**TASK BRIEF:** Begin your copy at the line that holds "[tag] green stem (a point for each instance)" and carry it through the final line of the data, writing out each line exactly and omitting pictures.

**THE RECORDS:**
•••
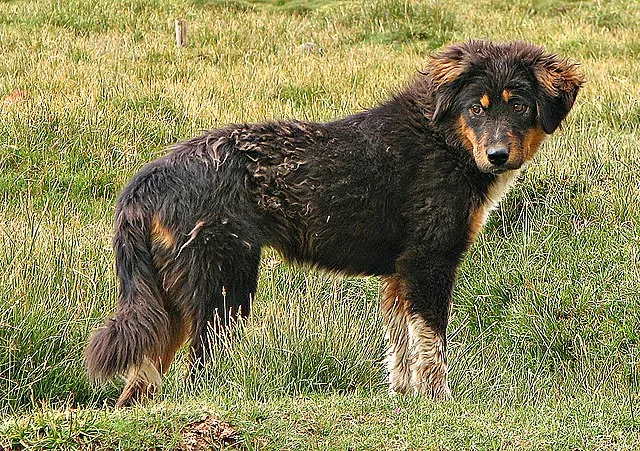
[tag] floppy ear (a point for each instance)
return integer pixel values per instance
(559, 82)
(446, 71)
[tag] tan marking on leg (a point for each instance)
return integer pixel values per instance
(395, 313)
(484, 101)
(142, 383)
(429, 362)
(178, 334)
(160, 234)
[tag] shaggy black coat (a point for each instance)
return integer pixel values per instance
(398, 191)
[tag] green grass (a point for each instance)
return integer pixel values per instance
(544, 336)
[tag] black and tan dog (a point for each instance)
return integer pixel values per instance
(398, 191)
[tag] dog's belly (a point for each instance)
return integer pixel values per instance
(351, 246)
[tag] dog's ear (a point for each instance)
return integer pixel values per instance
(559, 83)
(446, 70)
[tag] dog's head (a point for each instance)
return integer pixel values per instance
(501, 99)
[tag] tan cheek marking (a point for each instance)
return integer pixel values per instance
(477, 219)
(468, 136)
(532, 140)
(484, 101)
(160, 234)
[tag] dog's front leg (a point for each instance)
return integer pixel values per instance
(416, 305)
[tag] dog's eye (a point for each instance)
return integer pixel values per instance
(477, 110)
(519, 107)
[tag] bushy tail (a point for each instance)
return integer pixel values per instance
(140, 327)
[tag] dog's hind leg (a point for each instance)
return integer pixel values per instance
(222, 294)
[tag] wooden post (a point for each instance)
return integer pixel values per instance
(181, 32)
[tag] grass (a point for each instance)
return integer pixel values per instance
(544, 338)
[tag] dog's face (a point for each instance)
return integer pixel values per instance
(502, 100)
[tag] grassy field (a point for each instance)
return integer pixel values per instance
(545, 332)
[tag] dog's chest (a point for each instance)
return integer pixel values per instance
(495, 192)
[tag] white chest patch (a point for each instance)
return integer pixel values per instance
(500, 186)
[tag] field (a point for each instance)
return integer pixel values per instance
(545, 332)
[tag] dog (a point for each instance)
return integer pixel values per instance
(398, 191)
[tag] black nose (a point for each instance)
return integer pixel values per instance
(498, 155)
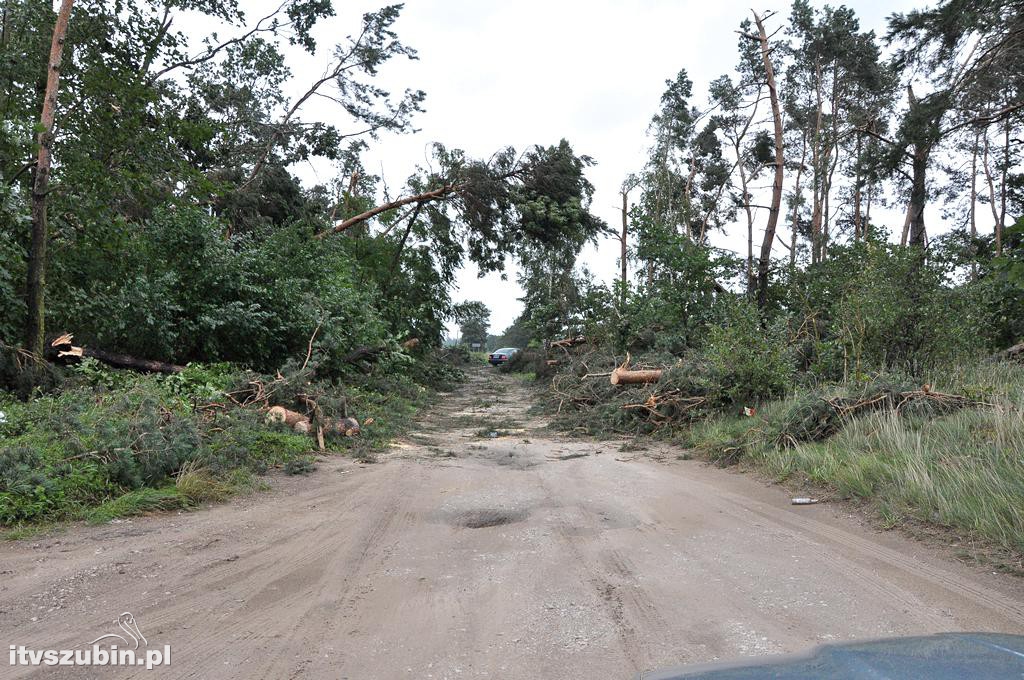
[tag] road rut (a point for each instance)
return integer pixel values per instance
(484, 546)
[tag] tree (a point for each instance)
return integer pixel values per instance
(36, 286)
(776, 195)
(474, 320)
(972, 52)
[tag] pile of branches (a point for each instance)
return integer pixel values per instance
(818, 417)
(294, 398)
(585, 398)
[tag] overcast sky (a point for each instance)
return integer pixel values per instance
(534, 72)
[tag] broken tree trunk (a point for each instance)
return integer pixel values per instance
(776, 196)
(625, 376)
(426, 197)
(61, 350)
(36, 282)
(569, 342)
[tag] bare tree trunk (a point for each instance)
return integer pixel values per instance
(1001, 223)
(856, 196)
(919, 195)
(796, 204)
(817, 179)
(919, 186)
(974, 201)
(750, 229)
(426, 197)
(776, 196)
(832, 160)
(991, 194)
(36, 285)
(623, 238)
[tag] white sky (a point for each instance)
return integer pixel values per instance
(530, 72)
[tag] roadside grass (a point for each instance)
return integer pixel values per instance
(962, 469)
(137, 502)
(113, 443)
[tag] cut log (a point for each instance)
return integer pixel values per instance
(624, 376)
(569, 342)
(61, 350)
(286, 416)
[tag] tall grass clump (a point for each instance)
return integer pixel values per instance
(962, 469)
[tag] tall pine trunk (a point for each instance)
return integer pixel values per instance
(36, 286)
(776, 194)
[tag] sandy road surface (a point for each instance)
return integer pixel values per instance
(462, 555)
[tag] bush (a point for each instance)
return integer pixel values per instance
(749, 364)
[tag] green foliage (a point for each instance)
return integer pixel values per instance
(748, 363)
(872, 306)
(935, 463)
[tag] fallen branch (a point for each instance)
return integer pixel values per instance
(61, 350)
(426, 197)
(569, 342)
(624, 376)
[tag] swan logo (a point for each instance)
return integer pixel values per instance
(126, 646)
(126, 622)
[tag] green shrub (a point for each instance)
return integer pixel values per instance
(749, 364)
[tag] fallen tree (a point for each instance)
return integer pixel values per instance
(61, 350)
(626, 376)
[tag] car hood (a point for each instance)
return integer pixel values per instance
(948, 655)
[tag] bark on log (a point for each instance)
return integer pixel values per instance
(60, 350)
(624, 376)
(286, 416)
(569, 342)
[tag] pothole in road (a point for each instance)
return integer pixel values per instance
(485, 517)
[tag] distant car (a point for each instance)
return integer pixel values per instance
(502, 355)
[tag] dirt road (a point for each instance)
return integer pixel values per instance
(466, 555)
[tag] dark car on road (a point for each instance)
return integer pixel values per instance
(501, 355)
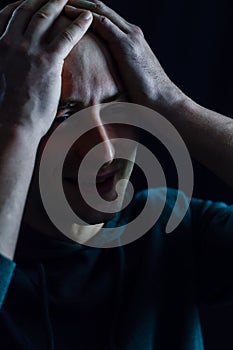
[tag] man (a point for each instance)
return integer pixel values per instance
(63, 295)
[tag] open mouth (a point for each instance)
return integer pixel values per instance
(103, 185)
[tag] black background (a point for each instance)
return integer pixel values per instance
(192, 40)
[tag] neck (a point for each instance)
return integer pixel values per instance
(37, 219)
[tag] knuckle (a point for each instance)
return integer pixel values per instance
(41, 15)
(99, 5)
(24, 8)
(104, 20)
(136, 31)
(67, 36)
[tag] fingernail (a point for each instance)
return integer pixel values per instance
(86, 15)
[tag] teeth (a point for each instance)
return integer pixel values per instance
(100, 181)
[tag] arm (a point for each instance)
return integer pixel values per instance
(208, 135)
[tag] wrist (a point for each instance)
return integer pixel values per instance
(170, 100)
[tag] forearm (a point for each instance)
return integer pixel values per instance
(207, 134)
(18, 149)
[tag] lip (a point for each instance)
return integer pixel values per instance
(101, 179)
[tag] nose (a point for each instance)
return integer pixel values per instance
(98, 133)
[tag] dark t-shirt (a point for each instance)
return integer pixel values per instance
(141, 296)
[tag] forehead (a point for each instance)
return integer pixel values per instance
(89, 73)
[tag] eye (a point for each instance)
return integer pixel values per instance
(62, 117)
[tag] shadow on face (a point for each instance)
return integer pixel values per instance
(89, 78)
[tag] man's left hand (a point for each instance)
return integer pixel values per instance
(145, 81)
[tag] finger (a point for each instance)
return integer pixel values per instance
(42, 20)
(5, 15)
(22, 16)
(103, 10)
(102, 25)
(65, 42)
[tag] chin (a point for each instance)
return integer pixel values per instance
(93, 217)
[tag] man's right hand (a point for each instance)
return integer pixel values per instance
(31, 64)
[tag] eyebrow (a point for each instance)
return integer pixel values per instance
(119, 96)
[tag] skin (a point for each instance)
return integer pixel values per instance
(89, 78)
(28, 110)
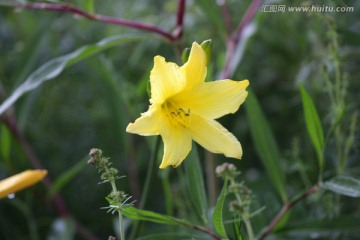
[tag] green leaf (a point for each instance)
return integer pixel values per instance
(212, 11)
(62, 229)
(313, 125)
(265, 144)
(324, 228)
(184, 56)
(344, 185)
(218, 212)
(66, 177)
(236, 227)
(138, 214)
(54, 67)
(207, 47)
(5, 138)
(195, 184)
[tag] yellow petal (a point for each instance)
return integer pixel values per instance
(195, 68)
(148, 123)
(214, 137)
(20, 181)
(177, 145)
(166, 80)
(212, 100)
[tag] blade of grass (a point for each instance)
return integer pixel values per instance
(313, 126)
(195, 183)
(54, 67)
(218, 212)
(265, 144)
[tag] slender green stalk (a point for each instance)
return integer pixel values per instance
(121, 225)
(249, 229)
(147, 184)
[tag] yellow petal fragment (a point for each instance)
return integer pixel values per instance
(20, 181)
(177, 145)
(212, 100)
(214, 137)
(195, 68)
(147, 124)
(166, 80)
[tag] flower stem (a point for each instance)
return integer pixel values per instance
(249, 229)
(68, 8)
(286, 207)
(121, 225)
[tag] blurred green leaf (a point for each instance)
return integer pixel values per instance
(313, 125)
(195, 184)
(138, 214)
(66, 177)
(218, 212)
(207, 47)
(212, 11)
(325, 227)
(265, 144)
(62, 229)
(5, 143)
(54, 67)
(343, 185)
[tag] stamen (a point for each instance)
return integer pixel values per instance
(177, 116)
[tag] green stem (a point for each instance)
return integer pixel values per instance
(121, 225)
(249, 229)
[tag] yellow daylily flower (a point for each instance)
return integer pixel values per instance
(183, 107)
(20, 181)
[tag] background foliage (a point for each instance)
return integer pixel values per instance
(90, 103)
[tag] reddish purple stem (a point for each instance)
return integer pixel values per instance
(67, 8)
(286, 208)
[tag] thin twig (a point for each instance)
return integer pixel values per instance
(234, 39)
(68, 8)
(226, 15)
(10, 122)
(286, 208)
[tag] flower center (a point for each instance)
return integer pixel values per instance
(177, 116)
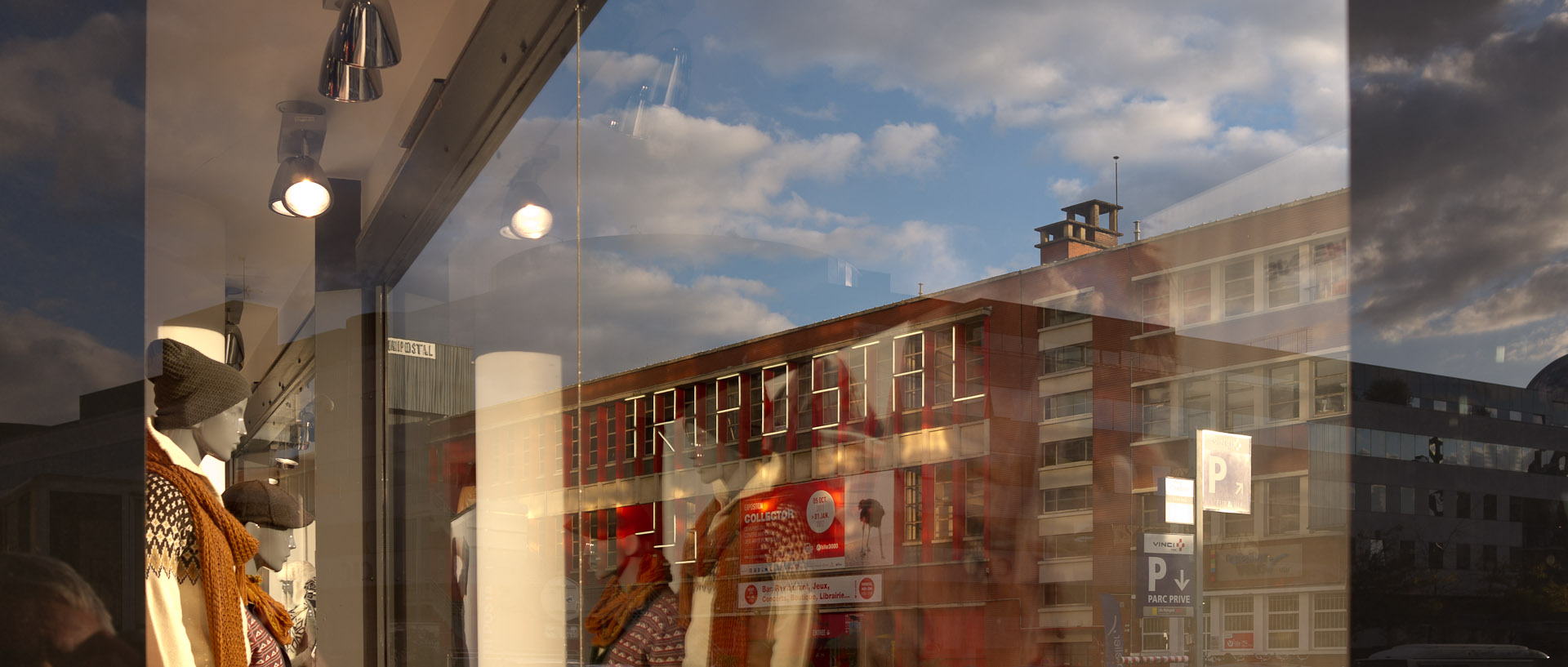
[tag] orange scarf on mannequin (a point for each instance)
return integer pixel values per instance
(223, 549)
•••
**PROBLEM SOLUTION:**
[tag] green stem (a point for each instance)
return integer pixel values per instance
(121, 225)
(249, 229)
[tag] yellow daylily flower (a point for each instance)
return integer pixel values per instance
(183, 107)
(20, 181)
[tag] background foliage (a point for each instance)
return integer pixel values per instance
(90, 103)
[tag] reddish purple stem (a point for each instance)
return integer pixel values per instance
(67, 8)
(286, 208)
[tag] thin twig (a point for each instance)
return integer pixel values per instance
(234, 39)
(68, 8)
(226, 15)
(10, 122)
(286, 208)
[tag] flower center (a point for each instance)
return integer pixel values per instance
(177, 116)
[tag] orange scarf on mannequin (a point for each instance)
return integer pixel values per instance
(223, 549)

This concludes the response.